▶ Exercise aim
Every single entry below should be reproduced verbatim.

====

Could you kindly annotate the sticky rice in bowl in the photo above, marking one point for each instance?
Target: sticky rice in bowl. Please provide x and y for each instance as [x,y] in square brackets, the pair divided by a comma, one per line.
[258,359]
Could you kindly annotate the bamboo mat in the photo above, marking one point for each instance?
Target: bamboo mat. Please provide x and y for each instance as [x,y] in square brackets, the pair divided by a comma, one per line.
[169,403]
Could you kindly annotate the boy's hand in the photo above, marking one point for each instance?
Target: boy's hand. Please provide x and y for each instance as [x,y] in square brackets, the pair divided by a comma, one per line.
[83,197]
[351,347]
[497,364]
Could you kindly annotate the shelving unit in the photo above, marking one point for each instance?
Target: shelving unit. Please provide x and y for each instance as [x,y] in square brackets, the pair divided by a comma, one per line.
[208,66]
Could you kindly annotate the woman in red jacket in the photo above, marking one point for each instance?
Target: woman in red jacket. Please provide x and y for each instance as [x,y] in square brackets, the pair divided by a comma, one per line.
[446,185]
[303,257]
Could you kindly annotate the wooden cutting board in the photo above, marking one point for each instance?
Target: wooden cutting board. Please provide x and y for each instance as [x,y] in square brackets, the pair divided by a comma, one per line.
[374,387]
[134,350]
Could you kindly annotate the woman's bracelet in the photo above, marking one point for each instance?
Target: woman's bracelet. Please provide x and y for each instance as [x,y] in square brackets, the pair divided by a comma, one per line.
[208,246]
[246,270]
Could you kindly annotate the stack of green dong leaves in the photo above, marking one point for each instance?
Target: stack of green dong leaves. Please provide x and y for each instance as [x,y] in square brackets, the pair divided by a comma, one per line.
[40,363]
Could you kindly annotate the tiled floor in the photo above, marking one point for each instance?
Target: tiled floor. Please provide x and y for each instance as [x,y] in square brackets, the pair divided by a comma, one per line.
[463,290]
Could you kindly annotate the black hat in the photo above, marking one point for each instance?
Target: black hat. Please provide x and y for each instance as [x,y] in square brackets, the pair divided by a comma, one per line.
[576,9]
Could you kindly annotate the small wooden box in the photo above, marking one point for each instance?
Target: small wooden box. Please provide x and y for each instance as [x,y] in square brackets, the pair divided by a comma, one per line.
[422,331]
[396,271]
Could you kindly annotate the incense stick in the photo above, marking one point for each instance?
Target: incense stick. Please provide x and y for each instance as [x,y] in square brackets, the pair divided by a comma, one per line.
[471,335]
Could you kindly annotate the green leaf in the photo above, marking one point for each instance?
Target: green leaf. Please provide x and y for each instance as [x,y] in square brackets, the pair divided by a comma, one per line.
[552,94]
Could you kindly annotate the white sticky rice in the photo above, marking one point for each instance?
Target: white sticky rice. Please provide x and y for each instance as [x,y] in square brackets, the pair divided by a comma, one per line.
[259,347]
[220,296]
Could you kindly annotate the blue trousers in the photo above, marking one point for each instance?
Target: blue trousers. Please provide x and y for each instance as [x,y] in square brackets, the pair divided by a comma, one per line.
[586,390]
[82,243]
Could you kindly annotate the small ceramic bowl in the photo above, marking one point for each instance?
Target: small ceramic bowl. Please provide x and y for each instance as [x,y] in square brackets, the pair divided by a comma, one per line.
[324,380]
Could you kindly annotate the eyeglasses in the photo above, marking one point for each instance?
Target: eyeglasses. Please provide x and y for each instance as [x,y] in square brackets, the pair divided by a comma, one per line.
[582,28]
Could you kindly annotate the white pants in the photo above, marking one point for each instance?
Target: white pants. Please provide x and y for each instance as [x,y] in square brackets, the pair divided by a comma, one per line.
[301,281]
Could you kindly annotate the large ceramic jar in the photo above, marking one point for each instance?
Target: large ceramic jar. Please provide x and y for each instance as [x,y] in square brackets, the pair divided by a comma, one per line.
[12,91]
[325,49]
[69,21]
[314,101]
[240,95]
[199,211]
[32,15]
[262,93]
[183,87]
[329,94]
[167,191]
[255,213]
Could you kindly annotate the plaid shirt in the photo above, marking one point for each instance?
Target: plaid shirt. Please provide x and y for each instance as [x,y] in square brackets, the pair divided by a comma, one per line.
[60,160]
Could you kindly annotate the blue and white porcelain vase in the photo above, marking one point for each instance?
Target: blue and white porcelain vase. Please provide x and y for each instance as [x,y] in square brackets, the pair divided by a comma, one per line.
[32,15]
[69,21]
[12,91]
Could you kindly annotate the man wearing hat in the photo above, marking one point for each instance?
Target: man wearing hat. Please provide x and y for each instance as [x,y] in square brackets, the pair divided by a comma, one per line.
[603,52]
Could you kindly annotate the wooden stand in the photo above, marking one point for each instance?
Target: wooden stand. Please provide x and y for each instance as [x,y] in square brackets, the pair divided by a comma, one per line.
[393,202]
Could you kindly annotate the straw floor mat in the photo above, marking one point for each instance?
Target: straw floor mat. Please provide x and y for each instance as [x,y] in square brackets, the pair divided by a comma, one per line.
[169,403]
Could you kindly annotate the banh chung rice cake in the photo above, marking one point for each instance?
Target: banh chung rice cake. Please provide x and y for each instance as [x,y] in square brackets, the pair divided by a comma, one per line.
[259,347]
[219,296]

====

▶ Reply to the task
Could you kindly annotate the sticky rice in bowl in the photo above, marking one point for each instance?
Target: sticky rice in bowl. Please provide x and y for each instance as [x,y] in square brackets, the pair divided by a comma, one per line.
[258,359]
Could you kindly annotate the bamboo mat in the photo above, marking one point for each instance?
Target: bamboo mat. Please provide x and y for each instance as [x,y] in square brackets, the pair divided by a comma, one per line.
[169,403]
Could you kindly annotate the boy's hand in the photo above, marking one point for each instance?
Target: boy's hand. Please provide x and y for each instance as [x,y] in square brackets, the pair divided by a comma, one per line.
[83,197]
[351,347]
[497,364]
Could you kindly annotate the shelving unit in the photo above, marking one point for each instance?
Target: shelving unit. Please provide x and y for each instance as [x,y] in square brackets, the pair divided by a comma, one per line.
[208,66]
Could you kindly annotate the woman in red jacket in the photo above, marking one point for each instance?
Target: woman in red jacket. Please provide x and y for each instance as [x,y] in square brackets, the pair divided by a comma, one per line.
[446,185]
[303,257]
Could you kindly annotate the wooden cutting board in the photo above, marking one point for each instance?
Target: wooden cutting board. Please provide x and y for each instance as [x,y] in square brackets, the pair divided by a comma, one per line.
[374,387]
[134,350]
Could you kindly annotate the woman's bracelet in the photo above, marking one point for each instance?
Target: woman's bracelet. Please provide x and y for each instance as [x,y] in square brackets, the pair divided by a comma, one per line.
[208,246]
[246,270]
Could you kindly annotate the stack of green dong leaves in the photo above, marking one point for each instance?
Target: stack of green dong leaves. Please provide x and y for each instance as [x,y] in square brackets, the pair divided by a comma, one per line.
[40,363]
Could you kindly annotate the tiled floor in the photo above, marking one point for each instance?
Target: tiled floor. Please provide x and y for each instance as [x,y] in square brackets, the pair divided by a comma, one per line.
[463,290]
Could you kindly annotate the black hat in the photo above, marking one point for each instance?
Target: black hat. Please provide x and y for each instance as [x,y] in square brackets, the pair divided by a comma, one per line.
[576,9]
Could you kindly annotate the small wooden box in the photo above, marking one point for each instance?
Target: small wooden box. Please provide x and y for each instance as [x,y] in square brackets, the pair divided by a comma, one per line.
[422,331]
[396,271]
Could you kindly annotate the incense stick in the photo above, marking one point for each instance?
Target: incense stick. Please provide x and y for each instance as [x,y] in square brackets, the pair divided by a comma, one per line.
[471,335]
Could you kindly annotate the green leaf in the photo above, marking one point for each instance?
Target: green leaf. Please provide x and y for each instance as [x,y] in square brackets, the pair divided by a comma, one per line.
[552,94]
Could you kindly annotate the white sticky rice in the photo above, marking one point for each instance?
Target: white sticky rice. Please provide x and y for each instance as [x,y] in square brackets, the pair divided by a comma, one per line.
[259,347]
[220,296]
Could you kindly annotate the blue trousers in the photo above, marking one point for each instance?
Target: blue trousers. Please provide x and y for each instance as [x,y] in square brackets, the pair divided by a comma, one per line.
[586,390]
[82,243]
Could you kindly annotate the small ceramic bowl in the photo above, marking one point for each instance?
Target: small ceramic bowl. Please provide x and y for each instance as [x,y] in square brackets, the pair divided by a comma, one per line.
[324,380]
Could you kindly annotate the eyeglasses in the photo above, marking one point for each instance?
Target: eyeglasses. Please provide x and y for each instance as [x,y] in square brackets, the pair divided by a comma, one per line.
[582,28]
Could you kindly annotate the white pants in the photo above, marking one point for each instance?
Target: white pants. Please provide x and y for each instance as [x,y] in square brackets, the pair divided by a comma, one per line.
[301,281]
Could you kindly annotate the large ceramic jar in the photo above, marking one point for each instance?
Target: large ceramic jar. Please provide x and y for each instance as [x,y] in square brackets, the pair divided by a comma, one per line.
[12,91]
[325,49]
[69,21]
[314,101]
[240,95]
[199,211]
[32,15]
[262,93]
[183,87]
[329,94]
[167,191]
[255,213]
Could you kindly annotate the plaid shirt in the photo above, marking one point for each instance?
Target: plaid shirt. Please provide x and y for each instance as [x,y] in square brackets, the pair divided by a comma, one per line.
[60,160]
Could you kindly annotate the blue and white porcelain vase in the photo above, marking one point for each instance?
Target: blue and white porcelain vase. Please provide x and y for each instance as [x,y] in square brackets, the pair divided by a comma, one per line.
[32,15]
[69,21]
[12,91]
Could you kindly annotate the man wearing hat in the photo above, marking one point for each instance?
Target: man wearing hat. Please provide x and y for each instance as [x,y] in square brackets, the pair divided by a comma, one per line.
[603,52]
Could you kindly annotate the wooden stand in the photo above, marking one point for each instance?
Target: wooden stand. Please provide x and y for each instance as [x,y] in square brackets, the pair divided by a comma, one per line.
[393,202]
Could you kindly annotate the straw floor mat in the photo above, marking one point for each instance?
Target: straw floor mat. Please provide x and y for each instance as [x,y] in square brackets, the pair divided by a comma, one per line.
[169,403]
Could you kindly annotate the banh chung rice cake in the photo above, marking one point for each instance?
Target: banh chung rice cake. Please provide x and y for each instance as [x,y] in square brackets, the pair divided by a comma, one per line.
[259,347]
[219,296]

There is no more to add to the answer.